**Exercise**
Set the listing down once more, exactly as given.

------------------------------------------------------------------------

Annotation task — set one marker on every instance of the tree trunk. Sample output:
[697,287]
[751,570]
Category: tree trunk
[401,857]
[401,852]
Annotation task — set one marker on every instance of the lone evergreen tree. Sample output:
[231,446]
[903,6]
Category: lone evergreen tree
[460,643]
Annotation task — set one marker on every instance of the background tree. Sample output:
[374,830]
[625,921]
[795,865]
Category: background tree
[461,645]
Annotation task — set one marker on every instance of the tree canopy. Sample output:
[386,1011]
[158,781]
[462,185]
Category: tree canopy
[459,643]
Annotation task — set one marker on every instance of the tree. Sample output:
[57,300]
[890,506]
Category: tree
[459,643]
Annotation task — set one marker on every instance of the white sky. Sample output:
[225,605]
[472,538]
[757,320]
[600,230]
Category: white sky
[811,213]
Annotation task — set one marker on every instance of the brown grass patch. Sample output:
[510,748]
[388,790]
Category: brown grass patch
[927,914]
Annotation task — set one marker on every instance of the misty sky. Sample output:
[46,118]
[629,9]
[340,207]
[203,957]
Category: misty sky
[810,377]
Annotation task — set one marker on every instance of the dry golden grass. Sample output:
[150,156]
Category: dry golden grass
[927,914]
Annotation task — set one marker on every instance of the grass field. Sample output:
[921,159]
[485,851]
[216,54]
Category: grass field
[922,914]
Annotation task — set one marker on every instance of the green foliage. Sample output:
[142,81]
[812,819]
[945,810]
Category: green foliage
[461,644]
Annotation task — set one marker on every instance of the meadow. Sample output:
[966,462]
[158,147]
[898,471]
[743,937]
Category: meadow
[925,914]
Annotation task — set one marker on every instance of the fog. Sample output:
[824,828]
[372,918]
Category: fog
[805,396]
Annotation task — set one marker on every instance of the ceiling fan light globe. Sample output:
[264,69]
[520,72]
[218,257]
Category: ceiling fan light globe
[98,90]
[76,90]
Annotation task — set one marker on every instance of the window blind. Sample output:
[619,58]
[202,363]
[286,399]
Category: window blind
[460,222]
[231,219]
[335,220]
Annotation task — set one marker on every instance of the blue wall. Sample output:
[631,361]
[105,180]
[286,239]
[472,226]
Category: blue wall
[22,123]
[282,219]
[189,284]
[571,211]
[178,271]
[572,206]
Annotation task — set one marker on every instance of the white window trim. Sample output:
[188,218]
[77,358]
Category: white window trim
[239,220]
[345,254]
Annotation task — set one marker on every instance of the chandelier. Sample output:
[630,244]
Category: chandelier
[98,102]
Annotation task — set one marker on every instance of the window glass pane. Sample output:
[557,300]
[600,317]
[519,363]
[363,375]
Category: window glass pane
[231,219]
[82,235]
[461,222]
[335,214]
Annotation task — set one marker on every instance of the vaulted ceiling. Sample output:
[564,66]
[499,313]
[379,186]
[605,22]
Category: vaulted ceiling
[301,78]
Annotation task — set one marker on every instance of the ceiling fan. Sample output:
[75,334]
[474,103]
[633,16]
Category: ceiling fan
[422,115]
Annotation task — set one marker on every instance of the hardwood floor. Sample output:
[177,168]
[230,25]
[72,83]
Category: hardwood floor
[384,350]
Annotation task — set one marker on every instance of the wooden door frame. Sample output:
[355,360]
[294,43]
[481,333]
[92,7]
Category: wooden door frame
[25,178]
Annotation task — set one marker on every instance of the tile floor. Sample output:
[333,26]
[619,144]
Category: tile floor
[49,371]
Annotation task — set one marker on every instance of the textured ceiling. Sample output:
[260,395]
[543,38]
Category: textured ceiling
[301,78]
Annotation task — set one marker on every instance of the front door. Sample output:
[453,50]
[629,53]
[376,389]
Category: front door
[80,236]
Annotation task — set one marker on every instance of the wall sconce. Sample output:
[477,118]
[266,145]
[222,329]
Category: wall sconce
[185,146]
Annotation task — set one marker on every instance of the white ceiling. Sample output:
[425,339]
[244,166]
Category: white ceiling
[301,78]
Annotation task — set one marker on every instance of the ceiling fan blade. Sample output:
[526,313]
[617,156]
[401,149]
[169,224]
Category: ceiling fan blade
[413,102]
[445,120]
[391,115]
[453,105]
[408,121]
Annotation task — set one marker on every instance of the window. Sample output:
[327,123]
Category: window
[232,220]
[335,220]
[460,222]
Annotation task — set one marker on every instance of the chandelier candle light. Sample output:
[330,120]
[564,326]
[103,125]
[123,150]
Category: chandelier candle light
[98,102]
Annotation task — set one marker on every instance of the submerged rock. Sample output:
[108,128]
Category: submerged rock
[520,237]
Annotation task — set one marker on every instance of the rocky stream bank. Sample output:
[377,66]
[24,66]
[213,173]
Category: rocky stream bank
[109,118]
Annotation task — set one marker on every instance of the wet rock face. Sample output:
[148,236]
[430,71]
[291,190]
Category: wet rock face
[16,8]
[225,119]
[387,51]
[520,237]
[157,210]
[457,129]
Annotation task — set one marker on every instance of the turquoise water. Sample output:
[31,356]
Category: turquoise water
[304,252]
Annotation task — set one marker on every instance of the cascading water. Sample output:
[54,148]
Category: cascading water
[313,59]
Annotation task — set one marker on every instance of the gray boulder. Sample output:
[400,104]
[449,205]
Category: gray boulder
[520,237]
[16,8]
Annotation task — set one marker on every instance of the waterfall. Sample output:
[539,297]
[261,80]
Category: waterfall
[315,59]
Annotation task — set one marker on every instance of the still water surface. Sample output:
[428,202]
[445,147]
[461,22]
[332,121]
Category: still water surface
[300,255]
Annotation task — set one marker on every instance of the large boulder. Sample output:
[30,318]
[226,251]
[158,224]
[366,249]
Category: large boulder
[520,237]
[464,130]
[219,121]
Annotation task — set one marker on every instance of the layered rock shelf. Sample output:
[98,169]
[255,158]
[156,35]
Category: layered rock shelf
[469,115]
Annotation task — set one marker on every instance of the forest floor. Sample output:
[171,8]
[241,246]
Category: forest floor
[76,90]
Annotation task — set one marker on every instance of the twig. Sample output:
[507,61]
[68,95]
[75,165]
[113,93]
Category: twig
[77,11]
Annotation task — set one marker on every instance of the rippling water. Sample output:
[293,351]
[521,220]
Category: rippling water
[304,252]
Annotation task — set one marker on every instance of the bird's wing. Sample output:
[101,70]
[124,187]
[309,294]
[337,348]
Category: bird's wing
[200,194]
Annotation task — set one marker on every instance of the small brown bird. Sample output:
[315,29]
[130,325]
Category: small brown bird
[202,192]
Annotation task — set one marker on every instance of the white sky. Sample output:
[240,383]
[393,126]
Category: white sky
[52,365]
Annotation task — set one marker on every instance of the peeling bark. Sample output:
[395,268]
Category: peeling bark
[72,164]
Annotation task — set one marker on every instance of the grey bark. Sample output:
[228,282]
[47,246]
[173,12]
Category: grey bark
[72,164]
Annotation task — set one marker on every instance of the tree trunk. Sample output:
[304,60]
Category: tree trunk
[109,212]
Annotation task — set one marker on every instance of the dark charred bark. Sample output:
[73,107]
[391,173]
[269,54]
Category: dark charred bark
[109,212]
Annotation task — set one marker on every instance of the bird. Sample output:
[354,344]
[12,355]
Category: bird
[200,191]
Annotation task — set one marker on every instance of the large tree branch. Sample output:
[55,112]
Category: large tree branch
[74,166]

------------------------------------------------------------------------

**Solution to the exercise**
Annotation task — set one marker on every instance of the tree trunk. Sample output:
[697,287]
[751,570]
Category: tree trunk
[401,857]
[401,852]
Annotation task — set one marker on every instance of the lone evergreen tree. Sample output:
[231,446]
[903,6]
Category: lone evergreen tree
[460,643]
Annotation task — set one marker on every instance of the background tree. Sample output:
[374,830]
[625,921]
[795,865]
Category: background tree
[461,645]
Annotation task — set one marker on every instance of the tree canopy. Sample output:
[386,1011]
[158,781]
[462,185]
Category: tree canopy
[459,643]
Annotation task — set one marker on every instance of the tree. Sample output:
[57,300]
[890,506]
Category: tree
[459,643]
Annotation task — set one marker on every instance of the white sky. Sample output:
[225,605]
[472,538]
[757,320]
[600,230]
Category: white sky
[811,213]
Annotation task — set one marker on every instance of the brown grass patch. Sample output:
[510,748]
[388,790]
Category: brown grass patch
[927,914]
Annotation task — set one marker on every instance of the misty sky. Sample output:
[46,118]
[629,9]
[340,207]
[203,957]
Category: misty sky
[810,377]
Annotation task — set one marker on every instance of the dry golden grass. Sample output:
[150,156]
Category: dry golden grass
[927,914]
Annotation task — set one marker on every instance of the grass field. Sample output:
[921,159]
[485,851]
[216,54]
Category: grass field
[922,914]
Annotation task — set one marker on every instance of the green foliage. Sample output:
[142,81]
[812,819]
[945,810]
Category: green foliage
[461,644]
Annotation task — set one marker on every instance of the meadow. Sample output:
[966,462]
[158,147]
[898,471]
[743,937]
Category: meadow
[925,914]
Annotation task — set one marker on every instance of the fog. Sample output:
[824,828]
[372,918]
Category: fog
[805,396]
Annotation task — set one marker on every instance of the ceiling fan light globe. Sample output:
[264,69]
[520,72]
[218,257]
Category: ceiling fan light globe
[98,90]
[76,90]
Annotation task — set one marker on every instance of the window blind. Sample output:
[619,58]
[202,363]
[286,399]
Category: window blind
[460,222]
[231,219]
[335,220]
Annotation task — set one marker on every instance of the blue wall. Sample output:
[631,361]
[105,180]
[286,239]
[472,226]
Category: blue wall
[22,123]
[282,219]
[189,284]
[571,211]
[178,271]
[572,206]
Annotation task — set one marker on every instance of the white window trim. Sample output:
[188,218]
[77,358]
Category: white window trim
[239,220]
[345,254]
Annotation task — set one marker on every instance of the chandelier. Sample output:
[630,244]
Category: chandelier
[98,102]
Annotation task — set one marker on every instance of the window glass pane. Sample output:
[557,300]
[600,317]
[519,363]
[363,375]
Category: window glass pane
[231,219]
[82,235]
[461,222]
[335,214]
Annotation task — set one marker on every instance of the vaulted ceiling. Sample output:
[564,66]
[499,313]
[379,186]
[605,22]
Category: vaulted ceiling
[301,78]
Annotation task — set one marker on every instance of the ceiling fan. Sample output:
[75,334]
[474,103]
[633,16]
Category: ceiling fan
[422,115]
Annotation task — set one marker on every instance of the hardwood floor. Sample output:
[177,168]
[230,25]
[72,83]
Category: hardwood floor
[384,350]
Annotation task — set one marker on every instance of the wooden door frame. Sample output:
[355,360]
[294,43]
[481,333]
[92,7]
Category: wooden door frame
[25,178]
Annotation task — set one marker on every instance of the tile floor. Sample output:
[333,26]
[619,144]
Category: tile floor
[49,371]
Annotation task — set one marker on every instance of the textured ceiling. Sample output:
[260,395]
[543,38]
Category: textured ceiling
[301,78]
Annotation task — set one marker on every instance of the front door. Sample output:
[453,50]
[629,53]
[376,389]
Category: front door
[80,236]
Annotation task — set one marker on every instance of the wall sconce. Sample output:
[477,118]
[266,145]
[222,329]
Category: wall sconce
[185,146]
Annotation task — set one marker on every instance of the white ceiling. Sample output:
[425,339]
[244,166]
Category: white ceiling
[301,78]
Annotation task — set one marker on every instance of the ceiling fan blade. Sample output:
[526,313]
[617,156]
[401,149]
[169,224]
Category: ceiling fan blade
[413,102]
[445,120]
[391,115]
[453,105]
[408,121]
Annotation task — set one marker on every instance of the window. Sample output:
[327,123]
Category: window
[232,220]
[335,220]
[460,222]
Annotation task — set one marker on every instance of the chandelier candle light. Sample output:
[330,120]
[564,326]
[103,125]
[123,150]
Category: chandelier candle light
[98,102]
Annotation task — set one marker on every instance of the submerged rock. Sample output:
[108,128]
Category: submerged rock
[520,237]
Annotation task — set one marker on every instance of the rocky stream bank. Sample output:
[377,66]
[24,66]
[213,173]
Category: rocky stream bank
[109,118]
Annotation task — set one marker on every instance of the wet rock face. Sample output:
[148,236]
[430,71]
[291,190]
Category: wet rock face
[16,8]
[225,119]
[387,51]
[520,237]
[157,210]
[457,129]
Annotation task — set one marker on every instance of the turquoise water. Sample output:
[31,356]
Category: turquoise water
[304,252]
Annotation task — set one marker on every instance of the cascading water. Sample output:
[54,148]
Category: cascading water
[313,59]
Annotation task — set one marker on every instance of the gray boulder. Sample output:
[400,104]
[449,205]
Category: gray boulder
[520,237]
[16,8]
Annotation task — set one marker on every instance of the waterfall. Sample output:
[539,297]
[261,80]
Category: waterfall
[315,59]
Annotation task — set one marker on every instance of the still water surface. Sample output:
[428,202]
[445,147]
[461,22]
[332,121]
Category: still water surface
[300,255]
Annotation task — set one marker on every instance of the large boulder. Sample output:
[30,318]
[226,251]
[158,224]
[366,249]
Category: large boulder
[520,237]
[464,130]
[219,121]
Annotation task — set one marker on every instance of the layered rock shelf. Sample output:
[98,169]
[255,158]
[156,35]
Category: layered rock shelf
[469,115]
Annotation task — set one marker on every instance of the forest floor. Sample output:
[171,8]
[241,246]
Category: forest floor
[76,90]
Annotation task — set one marker on every instance of the twig. Sample output:
[507,61]
[68,95]
[75,165]
[113,93]
Category: twig
[77,11]
Annotation task — set one marker on every instance of the rippling water. Sample output:
[293,351]
[521,220]
Category: rippling water
[304,252]
Annotation task — set one marker on every instance of the bird's wing. Sample output:
[101,70]
[124,187]
[309,294]
[337,348]
Category: bird's wing
[200,194]
Annotation task — set one marker on every instance of the small brown bird. Sample output:
[315,29]
[130,325]
Category: small brown bird
[202,192]
Annotation task — set one marker on every instance of the white sky. Sample output:
[240,383]
[393,126]
Category: white sky
[52,365]
Annotation task — set one marker on every instance of the peeling bark. Sample output:
[395,268]
Category: peeling bark
[72,164]
Annotation task — set one marker on every instance of the grey bark. Sample output:
[228,282]
[47,246]
[173,12]
Category: grey bark
[72,164]
Annotation task — set one marker on every instance of the tree trunk. Sample output:
[304,60]
Category: tree trunk
[109,212]
Annotation task — set one marker on every instance of the dark charred bark. Sample output:
[73,107]
[391,173]
[269,54]
Category: dark charred bark
[109,212]
Annotation task — set one marker on every instance of the bird. Sample output:
[354,344]
[12,355]
Category: bird
[200,191]
Annotation task — set one marker on every instance of the large tree branch. Sample output:
[55,112]
Category: large tree branch
[74,166]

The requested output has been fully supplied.